§ What you should do
Update every row below by replacing "bounding box coordinates" with "bounding-box coordinates" and leaving everything else unchanged.

§ Material for this task

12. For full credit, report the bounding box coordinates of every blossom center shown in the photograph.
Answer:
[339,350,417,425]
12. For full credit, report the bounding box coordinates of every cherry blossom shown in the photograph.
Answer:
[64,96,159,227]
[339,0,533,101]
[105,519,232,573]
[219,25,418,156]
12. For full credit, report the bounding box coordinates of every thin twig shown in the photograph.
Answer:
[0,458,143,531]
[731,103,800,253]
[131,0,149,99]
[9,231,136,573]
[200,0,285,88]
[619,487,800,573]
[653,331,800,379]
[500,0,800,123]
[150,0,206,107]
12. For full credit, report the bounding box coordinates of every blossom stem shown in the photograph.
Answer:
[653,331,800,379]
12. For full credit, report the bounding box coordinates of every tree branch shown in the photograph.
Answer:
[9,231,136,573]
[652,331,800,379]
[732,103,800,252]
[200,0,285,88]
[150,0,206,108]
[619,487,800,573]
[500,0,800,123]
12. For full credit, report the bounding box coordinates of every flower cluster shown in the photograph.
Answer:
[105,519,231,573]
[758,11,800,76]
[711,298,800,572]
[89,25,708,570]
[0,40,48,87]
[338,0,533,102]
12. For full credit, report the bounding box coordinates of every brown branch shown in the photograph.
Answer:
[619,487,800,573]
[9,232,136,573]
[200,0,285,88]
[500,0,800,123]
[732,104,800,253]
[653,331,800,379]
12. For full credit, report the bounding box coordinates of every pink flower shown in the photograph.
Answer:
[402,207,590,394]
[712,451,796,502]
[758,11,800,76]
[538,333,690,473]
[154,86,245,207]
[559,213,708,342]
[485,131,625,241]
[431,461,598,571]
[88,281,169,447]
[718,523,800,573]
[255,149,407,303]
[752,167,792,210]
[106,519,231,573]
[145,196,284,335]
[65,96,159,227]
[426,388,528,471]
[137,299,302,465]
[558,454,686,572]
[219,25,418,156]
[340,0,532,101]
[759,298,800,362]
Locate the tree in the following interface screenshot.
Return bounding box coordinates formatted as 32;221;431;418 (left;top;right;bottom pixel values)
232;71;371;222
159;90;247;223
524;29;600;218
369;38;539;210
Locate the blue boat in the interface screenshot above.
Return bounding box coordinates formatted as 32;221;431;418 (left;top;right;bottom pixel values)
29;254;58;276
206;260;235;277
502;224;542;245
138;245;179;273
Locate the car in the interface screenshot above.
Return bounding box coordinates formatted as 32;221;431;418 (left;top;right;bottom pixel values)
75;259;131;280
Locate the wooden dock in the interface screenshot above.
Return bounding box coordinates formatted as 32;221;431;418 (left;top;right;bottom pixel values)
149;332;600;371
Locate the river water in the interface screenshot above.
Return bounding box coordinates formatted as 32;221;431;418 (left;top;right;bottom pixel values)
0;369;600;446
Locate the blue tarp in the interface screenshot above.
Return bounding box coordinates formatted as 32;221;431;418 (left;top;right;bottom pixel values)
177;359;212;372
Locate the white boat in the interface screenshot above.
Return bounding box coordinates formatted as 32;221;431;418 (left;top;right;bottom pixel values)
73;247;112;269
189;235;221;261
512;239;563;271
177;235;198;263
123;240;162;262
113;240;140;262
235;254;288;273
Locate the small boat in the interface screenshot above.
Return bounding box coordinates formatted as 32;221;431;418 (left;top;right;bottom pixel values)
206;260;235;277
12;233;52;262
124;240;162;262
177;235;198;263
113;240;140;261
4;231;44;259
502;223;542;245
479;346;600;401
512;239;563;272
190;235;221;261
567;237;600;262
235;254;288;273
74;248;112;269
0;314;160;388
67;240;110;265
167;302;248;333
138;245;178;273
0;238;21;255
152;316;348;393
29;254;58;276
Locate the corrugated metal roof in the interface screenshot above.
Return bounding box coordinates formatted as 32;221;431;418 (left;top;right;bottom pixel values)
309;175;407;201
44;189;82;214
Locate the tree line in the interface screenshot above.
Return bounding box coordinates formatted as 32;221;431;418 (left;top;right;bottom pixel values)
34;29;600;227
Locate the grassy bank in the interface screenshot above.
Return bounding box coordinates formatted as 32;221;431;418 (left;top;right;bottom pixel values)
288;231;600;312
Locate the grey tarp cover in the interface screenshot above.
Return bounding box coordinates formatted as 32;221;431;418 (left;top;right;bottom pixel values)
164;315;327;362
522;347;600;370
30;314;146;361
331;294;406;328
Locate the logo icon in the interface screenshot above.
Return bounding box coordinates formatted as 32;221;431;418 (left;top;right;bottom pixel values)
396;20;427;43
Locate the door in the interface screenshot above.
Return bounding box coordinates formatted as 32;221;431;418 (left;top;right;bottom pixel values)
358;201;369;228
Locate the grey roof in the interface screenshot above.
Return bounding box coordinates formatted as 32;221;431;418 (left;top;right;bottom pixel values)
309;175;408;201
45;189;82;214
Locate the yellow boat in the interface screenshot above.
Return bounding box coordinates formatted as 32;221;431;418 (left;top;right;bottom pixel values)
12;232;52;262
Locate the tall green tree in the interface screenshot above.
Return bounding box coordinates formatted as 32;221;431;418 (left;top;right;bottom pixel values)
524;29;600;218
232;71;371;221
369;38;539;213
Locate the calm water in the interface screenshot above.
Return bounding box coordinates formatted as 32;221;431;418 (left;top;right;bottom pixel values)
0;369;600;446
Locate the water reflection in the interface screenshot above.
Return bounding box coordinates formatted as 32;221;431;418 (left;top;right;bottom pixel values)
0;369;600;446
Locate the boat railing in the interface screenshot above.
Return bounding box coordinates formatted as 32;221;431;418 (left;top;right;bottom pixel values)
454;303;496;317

§ Task result
12. For full credit, report the bounding-box coordinates of every blossom center shown in the photograph.
Answer:
[339,350,417,425]
12. For full credit, report the bounding-box coordinates of every cherry blossom shown in the photograph.
Answer:
[64,96,159,227]
[339,0,533,101]
[105,519,232,573]
[219,25,418,156]
12. For full credit, report the bounding-box coordinates of every thin twig shown in the photograph.
Answer:
[0,458,143,531]
[731,103,800,253]
[131,0,149,99]
[9,231,136,573]
[200,0,285,88]
[619,487,800,573]
[653,331,800,379]
[500,0,800,123]
[150,0,206,107]
12. For full credit, report the bounding-box coordinates of every blossom stem shown in the photograph.
Answer:
[653,331,800,379]
12. For full credit, report the bounding-box coordinates of every tree branch shown in the photograph.
Answer:
[9,231,136,573]
[652,331,800,379]
[732,103,800,252]
[200,0,285,88]
[150,0,206,108]
[619,487,800,573]
[500,0,800,123]
12. For full credit, report the bounding-box coordinates of every flower cluster shown in the photograph.
Answer:
[105,519,231,573]
[758,11,800,76]
[711,298,800,572]
[89,25,708,570]
[0,40,48,87]
[338,0,533,102]
12. For full credit, report the bounding-box coordinates of every brown branch shown in the photograph.
Answer:
[619,487,800,573]
[9,232,136,573]
[200,0,285,88]
[500,0,800,123]
[732,104,800,253]
[653,331,800,379]
12. For full credit, report the bounding-box coordinates of every pink flower shown in the photograph.
Answer:
[402,207,590,394]
[712,451,796,502]
[758,11,800,76]
[538,333,690,473]
[154,86,245,207]
[559,213,708,342]
[485,131,625,241]
[431,461,598,571]
[88,281,169,447]
[718,523,800,573]
[255,149,407,303]
[752,167,792,210]
[106,519,231,573]
[145,196,284,335]
[65,96,159,227]
[426,388,528,471]
[137,299,302,465]
[558,454,686,572]
[219,25,418,156]
[340,0,532,101]
[759,298,800,362]
Locate the tree in the following interface screenshot.
Return bounding-box coordinates formatted as 32;221;431;418 (left;top;right;bottom pixel values)
232;71;371;222
159;90;247;223
524;29;600;218
369;38;539;210
Locate the blue boat in the interface screenshot above.
Return bounding-box coordinates formatted as 32;221;431;418 (left;top;right;bottom pixel values)
29;254;58;276
206;260;235;277
502;224;542;245
138;245;179;273
Locate the car in the interface screenshot above.
Return bounding-box coordinates formatted as 32;221;431;418 (left;top;right;bottom pixel values)
75;259;131;280
Locate the wooden dock in the interface screenshot above.
Return bounding-box coordinates formatted as 32;221;431;418 (left;top;right;bottom pixel values)
149;332;600;371
Locate the river water in the interface screenshot above.
Return bounding-box coordinates formatted as 32;221;431;418 (left;top;right;bottom pixel values)
0;369;600;446
Locate the blue tarp in the interface screenshot above.
Return bounding-box coordinates formatted as 32;221;431;418 (left;top;right;bottom pixel values)
177;359;212;372
Locate the white boat in the interface screenshot above.
Return bounding-box coordinates formatted as 32;221;431;418 (left;top;right;bottom pixel values)
73;247;112;269
189;235;221;261
512;239;563;271
177;235;198;263
123;240;162;262
113;240;140;262
235;254;288;273
Locate the small boat in the interface screenshot above.
Return bounding-box coordinates formatted as 32;221;431;418 (left;top;right;bottom pixel values)
206;260;235;277
12;233;52;262
124;240;162;262
177;235;198;263
113;240;140;261
4;231;44;259
502;223;542;245
479;346;600;401
512;239;563;272
190;235;221;261
567;237;600;262
235;254;288;273
74;248;112;269
0;314;160;388
67;240;110;265
167;302;248;333
138;245;178;273
0;238;21;255
152;316;348;393
29;254;58;276
Locate the corrugated metal roof in the interface screenshot above.
Return bounding-box coordinates formatted as 32;221;431;418 (left;top;right;bottom pixel values)
309;175;407;201
44;189;82;214
Locate the tree line in the interface screenshot above.
Return bounding-box coordinates formatted as 32;221;431;418 (left;top;right;bottom pixel values)
34;29;600;227
Locate the grassy bank in the interface screenshot above.
Return bounding-box coordinates formatted as 32;221;431;418 (left;top;right;bottom pixel values)
288;231;600;312
Locate the grey tarp cover in the interface screenshot above.
Return bounding-box coordinates formatted as 32;221;431;418 (left;top;right;bottom pixel values)
164;315;327;362
522;347;600;370
30;314;146;361
331;294;406;328
Locate the logo icon in the interface screenshot above.
Return bounding-box coordinates formatted as 32;221;431;418 (left;top;right;bottom pixel values)
396;20;427;43
Locate the door in the interface screenshot above.
Return bounding-box coordinates formatted as 32;221;431;418 (left;top;right;bottom pixel values)
358;201;369;228
Locate the grey roof in the interface screenshot above.
Return bounding-box coordinates formatted as 32;221;431;418 (left;top;right;bottom pixel values)
309;175;408;201
45;189;82;214
Locate the yellow boat in the interface screenshot above.
Return bounding-box coordinates formatted as 32;221;431;418 (left;top;right;bottom pixel values)
12;232;52;262
Locate the tall green tree in the interface screenshot above.
Return bounding-box coordinates formatted as 32;221;431;418 (left;top;right;bottom pixel values)
524;29;600;218
232;71;371;221
369;38;539;213
Locate the calm water in the interface screenshot above.
Return bounding-box coordinates formatted as 32;221;431;418 (left;top;right;bottom pixel values)
0;369;600;446
Locate the water reflection in the interface screenshot above.
Return bounding-box coordinates formatted as 32;221;431;418 (left;top;right;bottom pixel values)
0;369;600;446
Locate the boat railing in the interface screenshot above.
Return bounding-box coordinates formatted as 32;221;431;418 (left;top;right;bottom pixel values)
454;303;496;317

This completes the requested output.